--- Begin Dataset excerpts ---

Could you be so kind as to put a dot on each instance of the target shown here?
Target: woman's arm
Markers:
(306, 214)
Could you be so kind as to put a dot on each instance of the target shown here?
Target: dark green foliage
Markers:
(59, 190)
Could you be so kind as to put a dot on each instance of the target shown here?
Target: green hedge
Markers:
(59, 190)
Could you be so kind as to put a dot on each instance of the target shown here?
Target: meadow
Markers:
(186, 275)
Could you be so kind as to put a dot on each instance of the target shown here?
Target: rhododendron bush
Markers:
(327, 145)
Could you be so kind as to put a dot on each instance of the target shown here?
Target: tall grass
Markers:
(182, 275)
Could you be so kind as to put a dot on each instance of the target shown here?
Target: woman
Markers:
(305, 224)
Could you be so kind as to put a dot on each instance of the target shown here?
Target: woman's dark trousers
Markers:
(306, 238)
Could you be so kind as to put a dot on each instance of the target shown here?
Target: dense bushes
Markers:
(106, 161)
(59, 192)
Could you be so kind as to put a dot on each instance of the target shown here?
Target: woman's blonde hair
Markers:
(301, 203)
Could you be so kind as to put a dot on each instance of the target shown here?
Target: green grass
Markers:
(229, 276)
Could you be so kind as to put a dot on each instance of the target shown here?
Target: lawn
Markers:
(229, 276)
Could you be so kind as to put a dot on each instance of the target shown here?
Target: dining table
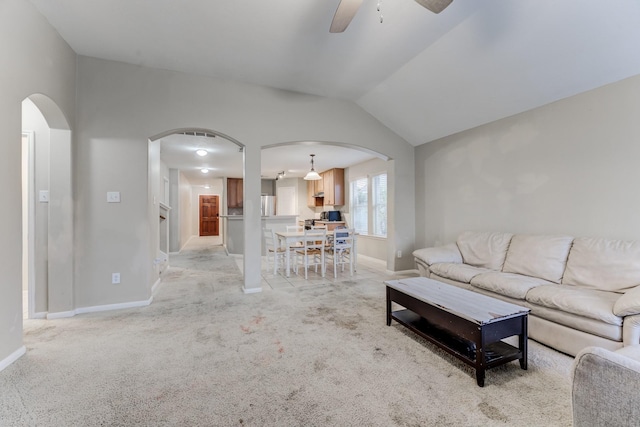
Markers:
(289, 239)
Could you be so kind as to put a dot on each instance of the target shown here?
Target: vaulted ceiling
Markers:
(423, 75)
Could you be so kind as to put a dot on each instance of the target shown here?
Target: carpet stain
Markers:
(492, 412)
(319, 365)
(379, 353)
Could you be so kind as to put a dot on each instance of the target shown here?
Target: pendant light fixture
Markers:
(312, 175)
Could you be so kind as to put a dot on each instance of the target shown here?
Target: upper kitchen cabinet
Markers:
(235, 192)
(328, 191)
(333, 187)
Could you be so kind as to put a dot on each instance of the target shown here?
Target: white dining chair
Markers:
(341, 249)
(274, 250)
(312, 254)
(296, 229)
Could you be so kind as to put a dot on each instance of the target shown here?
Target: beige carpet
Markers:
(204, 354)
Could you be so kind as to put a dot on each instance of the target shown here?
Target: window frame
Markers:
(370, 205)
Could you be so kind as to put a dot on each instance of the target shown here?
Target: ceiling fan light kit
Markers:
(435, 6)
(347, 10)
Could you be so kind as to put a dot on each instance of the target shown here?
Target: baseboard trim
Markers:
(109, 307)
(97, 308)
(12, 357)
(154, 288)
(60, 315)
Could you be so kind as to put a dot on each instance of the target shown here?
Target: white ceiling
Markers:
(423, 75)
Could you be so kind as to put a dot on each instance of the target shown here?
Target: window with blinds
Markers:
(369, 205)
(359, 205)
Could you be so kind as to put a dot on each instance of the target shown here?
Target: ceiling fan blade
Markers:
(435, 6)
(344, 14)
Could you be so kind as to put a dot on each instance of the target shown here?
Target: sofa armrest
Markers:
(428, 256)
(631, 330)
(447, 253)
(628, 304)
(605, 389)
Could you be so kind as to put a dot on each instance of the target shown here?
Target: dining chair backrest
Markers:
(315, 238)
(343, 238)
(269, 237)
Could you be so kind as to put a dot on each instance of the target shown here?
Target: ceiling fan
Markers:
(348, 8)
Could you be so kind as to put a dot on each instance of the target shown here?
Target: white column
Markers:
(252, 220)
(60, 242)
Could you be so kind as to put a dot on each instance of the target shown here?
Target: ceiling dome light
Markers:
(312, 175)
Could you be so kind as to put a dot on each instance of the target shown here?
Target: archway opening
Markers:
(287, 163)
(190, 172)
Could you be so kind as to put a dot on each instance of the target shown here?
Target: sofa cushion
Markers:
(509, 284)
(447, 253)
(458, 272)
(610, 265)
(538, 256)
(581, 301)
(484, 249)
(628, 304)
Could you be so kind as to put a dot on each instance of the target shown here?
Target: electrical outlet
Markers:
(113, 197)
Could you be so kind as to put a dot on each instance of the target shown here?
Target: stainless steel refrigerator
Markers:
(268, 205)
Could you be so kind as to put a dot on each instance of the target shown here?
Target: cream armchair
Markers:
(605, 389)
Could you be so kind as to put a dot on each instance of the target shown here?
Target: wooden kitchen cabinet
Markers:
(235, 192)
(333, 184)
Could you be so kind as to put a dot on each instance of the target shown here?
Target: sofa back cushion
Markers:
(544, 257)
(484, 249)
(608, 265)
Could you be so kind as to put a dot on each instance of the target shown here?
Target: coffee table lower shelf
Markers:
(495, 353)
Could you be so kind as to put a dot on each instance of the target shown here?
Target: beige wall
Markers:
(33, 120)
(34, 60)
(570, 167)
(120, 106)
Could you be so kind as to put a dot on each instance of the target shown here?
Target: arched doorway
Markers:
(47, 209)
(178, 159)
(357, 164)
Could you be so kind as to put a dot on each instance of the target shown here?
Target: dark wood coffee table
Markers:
(468, 325)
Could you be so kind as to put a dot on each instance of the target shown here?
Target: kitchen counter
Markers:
(234, 239)
(331, 225)
(270, 217)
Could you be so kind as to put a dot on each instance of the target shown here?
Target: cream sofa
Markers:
(581, 291)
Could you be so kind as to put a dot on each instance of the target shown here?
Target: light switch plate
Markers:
(43, 197)
(113, 197)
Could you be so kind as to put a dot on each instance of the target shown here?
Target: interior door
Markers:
(209, 216)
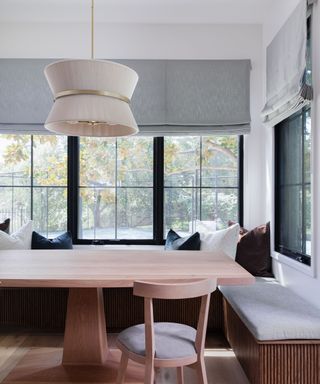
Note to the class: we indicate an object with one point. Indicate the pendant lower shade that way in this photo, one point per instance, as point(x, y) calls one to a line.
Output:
point(91, 98)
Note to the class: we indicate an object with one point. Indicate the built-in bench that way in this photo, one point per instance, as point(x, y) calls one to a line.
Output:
point(274, 333)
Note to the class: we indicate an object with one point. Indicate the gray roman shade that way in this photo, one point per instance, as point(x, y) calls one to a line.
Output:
point(173, 97)
point(287, 88)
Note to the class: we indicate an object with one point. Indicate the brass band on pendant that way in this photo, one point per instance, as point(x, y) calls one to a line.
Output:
point(71, 92)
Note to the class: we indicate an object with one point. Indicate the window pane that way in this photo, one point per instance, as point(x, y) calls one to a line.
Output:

--- End Dataset excerpts ---

Stated task:
Turn the lines of the material into a numbered list, covering all of it and omitting blank lines. Leave the pictures out of your answer.

Task answer:
1. Could you be so kind as to put a dot on each instance of the target shown here?
2. Target: woman's arm
3. Markers:
4. (306, 214)
5. Could you be so kind as to put a dot on each instance of the target shown here?
6. Target: dark green foliage
7. Markers:
8. (59, 190)
9. Could you be so kind as to put a dot on each instance of the target shown here?
10. Target: green hedge
11. Markers:
12. (59, 190)
13. Could you be so kind as to put a dot on each instance of the target shown here?
14. Target: meadow
15. Markers:
16. (186, 275)
17. Could you be so kind as to put a dot on each instance of the target shown here?
18. Target: rhododendron bush
19. Markers:
20. (327, 145)
21. Could you be so kind as to put a dot on each instance of the target shown here?
22. Target: tall grass
23. Markers:
24. (182, 275)
25. Could you be so kind as to put a dot on each instance of the target shown here?
26. Target: woman
27. Markers:
28. (305, 224)
29. Could you be so kind as to put a dot on each instance of the target shown here?
30. Target: woman's dark trousers
31. Markers:
32. (306, 238)
33. Could you be so kind as to put a dot on each instance of the target shown here?
34. Target: dense bushes
35. Markers:
36. (106, 161)
37. (59, 192)
38. Could you be so kind as to put a dot on each instance of the target shown here?
39. Target: woman's blonde hair
40. Markers:
41. (301, 203)
42. Could you be so kind as to put a dot on each instance of the target shown here?
43. Target: green grass
44. Markers:
45. (229, 276)
46. Could you be so kind as to put a dot on each instance of the target shown here?
47. Target: lawn
48. Markers:
49. (229, 276)
50. Could you be so kind as to put a dot on each instance of the target shown here?
51. Target: dining table
52. Markers:
53. (289, 239)
54. Could you be so kind as to put a dot on each instance of the target shown here?
55. Target: vaulted ceiling
56. Markers:
57. (423, 75)
58. Could you be so kind as to put a dot on each instance of the target shown here?
59. Target: carpet stain
60. Markers:
61. (492, 412)
62. (319, 365)
63. (379, 353)
64. Could you be so kind as to put a dot on each instance of the target shown here?
65. Target: pendant light fixture
66. Markers:
67. (312, 175)
68. Could you be so kind as to put a dot on each instance of the target shown here?
69. Target: upper kitchen cabinet
70. Markers:
71. (235, 192)
72. (328, 191)
73. (333, 187)
74. Could you be so kind as to put a dot on each instance of the target shown here?
75. Target: white dining chair
76. Markers:
77. (341, 249)
78. (274, 250)
79. (312, 254)
80. (296, 229)
81. Could you be so kind as to put a dot on each instance of the target shown here?
82. Target: beige carpet
83. Markers:
84. (204, 354)
85. Could you be so kind as to put a dot on each instance of the target shown here?
86. Target: window frame
87. Markers:
88. (370, 205)
89. Could you be so kind as to put a dot on each instance of the target shown here?
90. Target: ceiling fan light kit
91. Markers:
92. (435, 6)
93. (347, 10)
94. Could you be so kind as to put a dot on each instance of the target shown here?
95. Target: baseboard trim
96. Markers:
97. (109, 307)
98. (97, 308)
99. (12, 357)
100. (154, 288)
101. (60, 315)
102. Could you be so kind as to put a dot on each instance of the target shown here?
103. Target: white ceiling
104. Markers:
105. (423, 75)
106. Could you be so kind as to put a dot on each instance of the target shown here?
107. Target: window with blinds
108. Markers:
109. (369, 205)
110. (359, 205)
111. Could you be so kind as to put a dot on each instance of the target shown here?
112. Target: ceiling fan blade
113. Markers:
114. (435, 6)
115. (344, 14)
116. Could you be so kind as to put a dot on each instance of the target shown here?
117. Target: sofa armrest
118. Markers:
119. (428, 256)
120. (631, 330)
121. (447, 253)
122. (628, 304)
123. (605, 389)
124. Could you be so kind as to put a dot on each instance of the target shown here?
125. Target: dining chair backrest
126. Markers:
127. (315, 238)
128. (343, 238)
129. (269, 237)
130. Could you be so kind as to put a dot on each instance of the target shown here?
131. Target: ceiling fan
132. Markers:
133. (348, 8)
134. Could you be so kind as to put a dot on each instance of the target shown here?
135. Target: white column
136. Markers:
137. (252, 220)
138. (60, 242)
139. Could you be so kind as to put a dot on each instance of the target shown here?
140. Target: ceiling dome light
141. Markers:
142. (312, 175)
143. Could you be so kind as to put a dot on each instance of the target shown here?
144. Target: archway opening
145. Markers:
146. (287, 163)
147. (190, 172)
148. Could you be so kind as to put a dot on each instance of the target shown here?
149. Target: sofa cushion
150. Markers:
151. (509, 284)
152. (447, 253)
153. (458, 272)
154. (610, 265)
155. (538, 256)
156. (581, 301)
157. (484, 249)
158. (628, 304)
159. Could you be so kind as to put a dot on each instance of the target shown here?
160. Target: electrical outlet
161. Markers:
162. (113, 197)
163. Could you be so kind as to put a dot on each instance of the target shown here?
164. Target: stainless steel refrigerator
165. Markers:
166. (268, 205)
167. Could you be so kind as to put a dot on each instance of the target shown here?
168. Target: cream armchair
169. Markers:
170. (605, 389)
171. Could you be so kind as to put a dot on each instance of the target shown here?
172. Target: wooden kitchen cabinet
173. Markers:
174. (235, 192)
175. (333, 184)
176. Could you be so kind as to put a dot on each instance of the target shown here?
177. Target: sofa back cushion
178. Markers:
179. (544, 257)
180. (484, 249)
181. (608, 265)
182. Could you be so kind as to put a dot on each instance of the target shown here?
183. Target: coffee table lower shelf
184. Markers:
185. (495, 353)
186. Could you be so kind as to put a dot on each instance of the target shown here?
187. Target: beige wall
188. Markers:
189. (33, 120)
190. (34, 60)
191. (570, 167)
192. (120, 106)
193. Could you be so kind as to put a dot on each instance of the target shown here?
194. Target: arched doorway
195. Markers:
196. (47, 209)
197. (178, 159)
198. (357, 164)
199. Could you be so kind as to put a dot on each instance of the target shown here?
200. Target: dark wood coffee table
201. Markers:
202. (468, 325)
203. Could you be so kind as to put a dot on each instance of the target shown here?
204. Target: kitchen counter
205. Markers:
206. (234, 239)
207. (331, 225)
208. (270, 217)
209. Could you be so kind as to put a dot on each instance of the target shown here?
210. Target: cream sofa
211. Markers:
212. (581, 291)
213. Could you be so kind as to put a dot on each instance of the target shown here?
214. Target: light switch plate
215. Markers:
216. (43, 197)
217. (113, 197)
218. Could you be so kind as to put a dot on each instance of the target shown here?
219. Target: interior door
220. Markers:
221. (209, 216)
222. Note to the class: we indicate an object with one point. Indicate the pendant lower shade that way in this photo, one point per instance, as point(x, y) calls one to a line.
223. Output:
224. point(91, 98)
225. Note to the class: we indicate an object with one point. Indicate the built-in bench that way in this photo, one point per instance, as point(x, y) calls one to a line.
226. Output:
227. point(274, 333)
228. Note to the class: we indicate an object with one point. Indicate the gray roman shade that way in this photo, one point per instance, as point(x, y) calls one to a line.
229. Output:
230. point(173, 97)
231. point(287, 88)
232. Note to the class: we indicate an object with one point. Indicate the brass band on pendant that way in this photo, one point per instance, as point(x, y) calls one to a line.
233. Output:
234. point(71, 92)
235. Note to the class: we indicate an object with one point. Indicate the window pane that way in this photo, one point per instance, as point(x, y) calls one to a line.
236. Output:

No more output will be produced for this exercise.